■ **PROBLEM DETAILS**: Retype each entry below exactly as it stands.

■ **DATA SHOWN**:
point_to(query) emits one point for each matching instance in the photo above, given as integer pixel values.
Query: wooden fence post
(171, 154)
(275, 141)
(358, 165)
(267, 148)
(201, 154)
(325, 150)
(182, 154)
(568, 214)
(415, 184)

■ **THE SOLUTION**:
point_to(query) emits one point for each matching instance in the photo above, given as integer pixel values.
Query: wooden fence post
(171, 154)
(275, 141)
(358, 165)
(267, 148)
(201, 154)
(325, 150)
(182, 154)
(568, 214)
(415, 184)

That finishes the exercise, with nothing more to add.